• [Exercise]
Answer these questions about the FreeBSD firewall thread:
1. Which FreeBSD version is the base system on the asker's machine?
2. What command does the reply say will show the correct network device name?
3. Which file should be edited to contain the lines beginning "firewall_enable" and "firewall_type"?

**** Source extract ****

2011-04-26 Thread krad
On 26 April 2011 08:52, Polytropon free...@edvax.de wrote:

 On Mon, 25 Apr 2011 21:34:41 -0500, Antonio Olivares 
 olivares14...@gmail.com wrote:
  Thanks for sharing this.  I have a base FreeBSD 8.2 system on one
  machine and I would like to setup a firewall that allows me to visit
  websites and not allow incoming traffic.  Something easy to set up and
  start like
  /etc/local/rc.d/rc.pf start
  or similar.  A nice example which I can change somethings like name of
  network device, i.e, nv0, or similar device.
 
  I will try further reading and try to set something up as I am afraid
  to screw things up.

 You can easily do this with IPFW (from the base system)

 Step 1: Create a file /etc/ipfw.conf which will contain
 your firewall rules. Depending on what you need, try out
 something like this:

-f flush
add allow ip  from any to any
add allow tcp from any to any ftp in recv xl0
add allow tcp from any to any ssh in recv xl0
add deny  ip  from any to any

 Of course you'll have to replace xl0 with the correct
 device name; ifconfig -a will surely tell you.

 Please see that this is just an excerpt of an example.
 In this case, FTP and SSH should be allowed for incoming,
 everything else will be denied. If you do not want to use
 FTP - nobody seriously wants that :-) - do not enable it.
 The reference for SSH also goes to the default port, maybe
 you want to choose a different one.

 Step 2: Edit /etc/rc.conf to contain the following lines:

firewall_enable=YES
firewall_type=/etc/ipfw.conf

 Step 3: Start (or restart) the firewall:

# /etc/rc.d/ipfw start

 See the information contained in man ipfw; it's strong
 tobacco, but it provides very good knowledge about how to
 properly configure the firewall, containing examples that
 you can use for form your own rules, like allow anything
 from inside to outside, but deny any requests coming from
 outside.




 --
 Polytropon
 Magdeburg, Germany
 Happy FreeBSD user since 4.0
 Andra moi ennepe, Mousa, ...

**** Given records ****

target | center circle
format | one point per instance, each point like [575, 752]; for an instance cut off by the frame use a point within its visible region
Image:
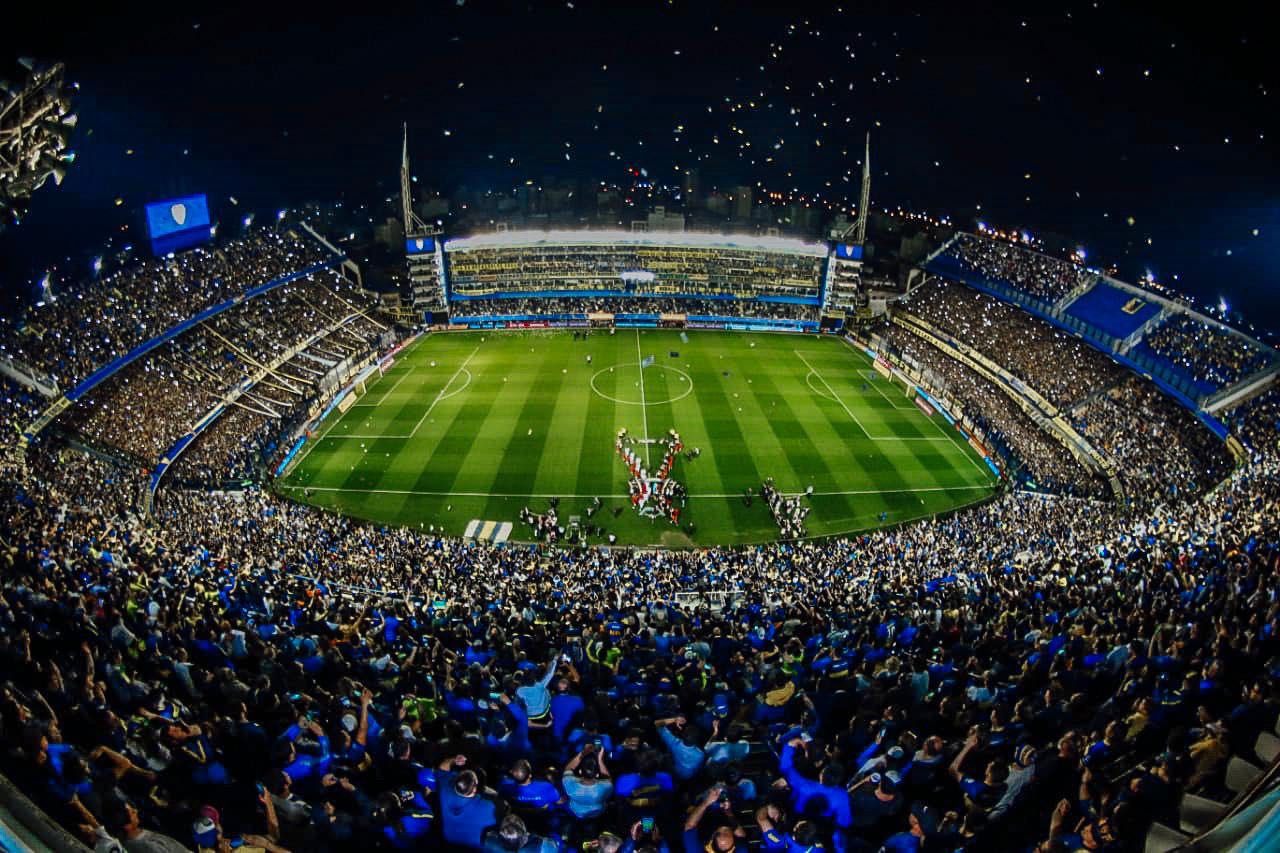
[632, 368]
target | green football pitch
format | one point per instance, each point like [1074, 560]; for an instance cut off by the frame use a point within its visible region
[479, 424]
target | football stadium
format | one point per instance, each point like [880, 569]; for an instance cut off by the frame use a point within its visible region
[618, 515]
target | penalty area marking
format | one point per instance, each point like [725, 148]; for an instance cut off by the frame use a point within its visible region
[444, 393]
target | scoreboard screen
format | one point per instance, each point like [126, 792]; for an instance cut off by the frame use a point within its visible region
[178, 223]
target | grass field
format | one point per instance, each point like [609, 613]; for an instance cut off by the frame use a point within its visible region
[476, 425]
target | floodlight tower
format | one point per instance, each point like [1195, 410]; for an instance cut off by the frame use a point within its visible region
[864, 200]
[35, 126]
[424, 251]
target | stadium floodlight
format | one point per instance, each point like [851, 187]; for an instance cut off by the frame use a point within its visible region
[36, 126]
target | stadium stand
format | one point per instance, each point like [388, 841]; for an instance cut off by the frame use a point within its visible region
[1041, 671]
[1046, 463]
[1160, 448]
[1116, 310]
[145, 407]
[250, 669]
[1029, 272]
[1256, 422]
[622, 264]
[103, 319]
[583, 306]
[1059, 365]
[1212, 356]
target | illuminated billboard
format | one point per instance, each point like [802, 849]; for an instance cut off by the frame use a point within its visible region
[177, 224]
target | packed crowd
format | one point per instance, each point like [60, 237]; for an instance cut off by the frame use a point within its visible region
[1256, 422]
[1031, 272]
[240, 670]
[87, 325]
[1060, 366]
[1208, 354]
[1000, 420]
[280, 343]
[632, 305]
[19, 405]
[1160, 448]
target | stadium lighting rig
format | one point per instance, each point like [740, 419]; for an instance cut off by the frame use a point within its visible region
[36, 122]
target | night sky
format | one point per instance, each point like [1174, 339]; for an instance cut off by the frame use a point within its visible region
[1148, 135]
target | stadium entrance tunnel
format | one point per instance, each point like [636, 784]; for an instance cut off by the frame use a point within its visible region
[622, 384]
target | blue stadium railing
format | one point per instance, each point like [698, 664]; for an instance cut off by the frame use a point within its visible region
[115, 365]
[1175, 383]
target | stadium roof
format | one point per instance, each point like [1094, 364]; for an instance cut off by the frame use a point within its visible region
[685, 240]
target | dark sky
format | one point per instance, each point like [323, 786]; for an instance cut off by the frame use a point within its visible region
[1078, 118]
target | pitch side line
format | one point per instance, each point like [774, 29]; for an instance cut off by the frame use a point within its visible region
[833, 395]
[389, 391]
[894, 405]
[644, 411]
[618, 497]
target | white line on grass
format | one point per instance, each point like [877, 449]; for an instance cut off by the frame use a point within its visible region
[874, 384]
[644, 413]
[833, 395]
[618, 497]
[439, 396]
[392, 389]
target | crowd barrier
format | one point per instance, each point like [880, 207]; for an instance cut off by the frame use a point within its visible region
[115, 365]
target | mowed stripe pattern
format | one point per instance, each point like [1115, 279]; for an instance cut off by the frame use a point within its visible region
[467, 425]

****

• [Reply to the exercise]
1. FreeBSD 8.2
2. ifconfig -a
3. /etc/rc.conf